> [TASK DETAILS]:
Copy every line of the listing below word for word, in the same order.
──────────
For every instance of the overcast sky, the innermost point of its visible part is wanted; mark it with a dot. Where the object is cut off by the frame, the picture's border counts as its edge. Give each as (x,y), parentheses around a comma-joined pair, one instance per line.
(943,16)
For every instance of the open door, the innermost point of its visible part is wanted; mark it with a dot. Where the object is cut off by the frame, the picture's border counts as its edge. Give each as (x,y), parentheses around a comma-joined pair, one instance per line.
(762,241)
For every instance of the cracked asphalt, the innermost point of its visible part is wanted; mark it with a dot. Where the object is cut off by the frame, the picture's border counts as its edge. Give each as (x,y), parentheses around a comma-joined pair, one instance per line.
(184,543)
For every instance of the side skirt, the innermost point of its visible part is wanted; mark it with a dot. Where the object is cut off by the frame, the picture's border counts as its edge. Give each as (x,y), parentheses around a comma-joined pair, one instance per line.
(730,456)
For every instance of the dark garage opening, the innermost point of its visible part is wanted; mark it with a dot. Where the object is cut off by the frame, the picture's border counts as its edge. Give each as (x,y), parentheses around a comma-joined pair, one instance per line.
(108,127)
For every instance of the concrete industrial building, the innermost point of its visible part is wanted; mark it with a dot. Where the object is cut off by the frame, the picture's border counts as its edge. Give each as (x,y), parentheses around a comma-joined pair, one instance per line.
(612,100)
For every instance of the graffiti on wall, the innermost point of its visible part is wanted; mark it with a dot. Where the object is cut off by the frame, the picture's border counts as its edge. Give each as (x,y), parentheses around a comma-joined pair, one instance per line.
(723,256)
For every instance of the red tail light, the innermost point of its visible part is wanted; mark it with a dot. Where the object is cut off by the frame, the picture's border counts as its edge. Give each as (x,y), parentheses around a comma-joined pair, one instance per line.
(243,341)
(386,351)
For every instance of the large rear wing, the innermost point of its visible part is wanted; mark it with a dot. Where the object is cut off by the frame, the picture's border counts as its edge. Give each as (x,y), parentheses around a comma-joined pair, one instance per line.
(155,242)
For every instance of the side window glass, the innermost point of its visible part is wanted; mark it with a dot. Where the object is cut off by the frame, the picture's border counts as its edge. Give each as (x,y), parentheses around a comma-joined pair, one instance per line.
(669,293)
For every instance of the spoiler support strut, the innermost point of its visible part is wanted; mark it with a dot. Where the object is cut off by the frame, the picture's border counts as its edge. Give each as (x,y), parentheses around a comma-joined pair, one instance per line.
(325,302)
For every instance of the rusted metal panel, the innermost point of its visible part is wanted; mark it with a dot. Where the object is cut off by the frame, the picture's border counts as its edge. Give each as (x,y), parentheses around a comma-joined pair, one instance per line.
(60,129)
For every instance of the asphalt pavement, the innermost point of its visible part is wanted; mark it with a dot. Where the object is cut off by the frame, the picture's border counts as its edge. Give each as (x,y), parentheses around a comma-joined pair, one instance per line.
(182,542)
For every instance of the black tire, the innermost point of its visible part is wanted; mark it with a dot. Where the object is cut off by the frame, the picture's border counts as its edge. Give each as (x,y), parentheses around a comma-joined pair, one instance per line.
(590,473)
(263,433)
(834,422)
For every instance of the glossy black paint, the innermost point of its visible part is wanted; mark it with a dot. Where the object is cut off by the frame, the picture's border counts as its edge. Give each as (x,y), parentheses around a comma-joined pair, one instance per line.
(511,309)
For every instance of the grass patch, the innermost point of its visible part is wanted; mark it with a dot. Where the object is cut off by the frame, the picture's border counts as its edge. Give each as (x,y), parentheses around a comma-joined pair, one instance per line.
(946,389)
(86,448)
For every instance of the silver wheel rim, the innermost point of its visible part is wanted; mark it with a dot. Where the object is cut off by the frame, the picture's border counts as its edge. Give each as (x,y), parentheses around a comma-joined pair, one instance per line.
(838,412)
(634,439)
──────────
> [CORRECT OUTPUT]:
For every instance of the overcast sky, the innermost point of its visible part is wanted; mark it with a dot. Where the object is cut off by the frame, the picture's border counts as its edge. Give each as (x,y), parentheses around a comma-joined pair, one instance per line.
(943,16)
For every instance of the open door, the innermost point of its visible part is wanted; mark it with a dot. Where the object is cut off by the frame, the picture's border counts as its edge. Give each as (x,y), parentheses around a comma-joined pair, one instance per line.
(762,241)
For every instance of the cracked asphalt, the innermost point of its visible part is wanted; mark it with a dot. Where the object is cut off by the frame, the picture's border counts as its edge. Give each as (x,y), parentheses around a comma-joined pair, one instance per line.
(184,543)
For every instance of the side skirt, the innermost point of its visible part is wanted; mark it with a dot. Where the object is cut off by the frame, the picture's border counts as its edge. Give each as (x,y), parentheses around a comma-joined pair, one instance per line.
(730,456)
For every instance of the dark garage opening, the innermost point of its visible part is wanted; mark it with a dot. Where the object is cut off by the frame, the picture's border counts as its edge. Give each as (x,y), parentheses around a comma-joined pair, one instance per line.
(108,127)
For every instance of the concrete industrial building, the innermost point of its visible part is wanted; mark it with a dot. Where the object is cut off by the frame, the picture's border counts as its edge. Give each as (x,y), parentheses around a comma-joined pair, one instance per line.
(612,100)
For every instance of the graffiti on wall, the innermost point of its visible part is wanted; mark it with a dot. Where the object is cut off by the frame, the picture's border counts as its edge. Give each as (x,y), parentheses around a comma-joined pair, one instance per line.
(723,256)
For every instance of the red tail light, the innermost point of its visible part is wanted; mark it with a dot. Where the object is cut off by the frame, the picture's border counts as its edge. Give each as (x,y), parentheses around a comma-joined pair, one instance per line.
(243,341)
(386,351)
For every instance of the large rear wing, the innermost point of its visible part is wanted; mark it with a dot. Where the object is cut off by the frame, the picture's border counts as its edge. Give each as (x,y), parentheses around a comma-joined pair, one instance per line.
(155,242)
For every instance of the side window glass, the innermost point of its visible part is wanted; mark it with a dot. Where the object is cut off by the frame, the picture's border counts as its edge. Give each as (x,y), parentheses around a comma-joined pair, one instance per line.
(669,293)
For every instance of the spoiler support strut, the innermost point of its visible part is wanted; mark it with a dot. Where the object is cut off by the frame, the picture's border counts as its edge. Give each as (x,y), parentheses around a comma-joined pair, one instance per line.
(325,302)
For every instance of the rusted metal panel, the innermost point of its visible part is wanted; mark it with a dot. Where the object is cut off by the frame, the picture's border counts as its edge. Give each as (x,y), parentheses around a comma-joined pair, one instance per line.
(60,129)
For every instance of the asphalt pavement, the innermost point of its visible part is wanted; mark it with a dot. Where the object is cut off by the frame, the picture's border counts as its edge. Give each as (x,y), parentheses around a comma-joined pair, one instance per line.
(182,542)
For every instance of the black tire, the innermost point of its visible part is wanted; mark it with a dot. Where the object is cut off by the frame, the picture's border counts as its edge. Give each as (x,y), parentheses around a comma-joined pair, one instance per line.
(590,473)
(263,433)
(834,422)
For every instance of the glossy black paint, the innermost point of its visible part is wanted; mark it with a dot. Where the object is cut off by the frame, the picture's border counts as its edge. Give each as (x,y), parentheses around a comma-joined pair, one instance per line.
(511,309)
For every instance of the grass patch, the innermost point of its visible part is wanted; mark it with a dot. Where the object is cut off by the frame, the picture's border counts as its edge. Give each as (x,y), parentheses around a comma-joined pair, one instance per line.
(946,389)
(86,448)
For every instance of the silver wheel rim, the innermost point of its visible part is wanted; mark it with a dot. Where the object is cut off by the frame, the picture's border counts as its edge. Give each as (x,y), parentheses around a comma-joined pair, one instance per line.
(838,412)
(634,439)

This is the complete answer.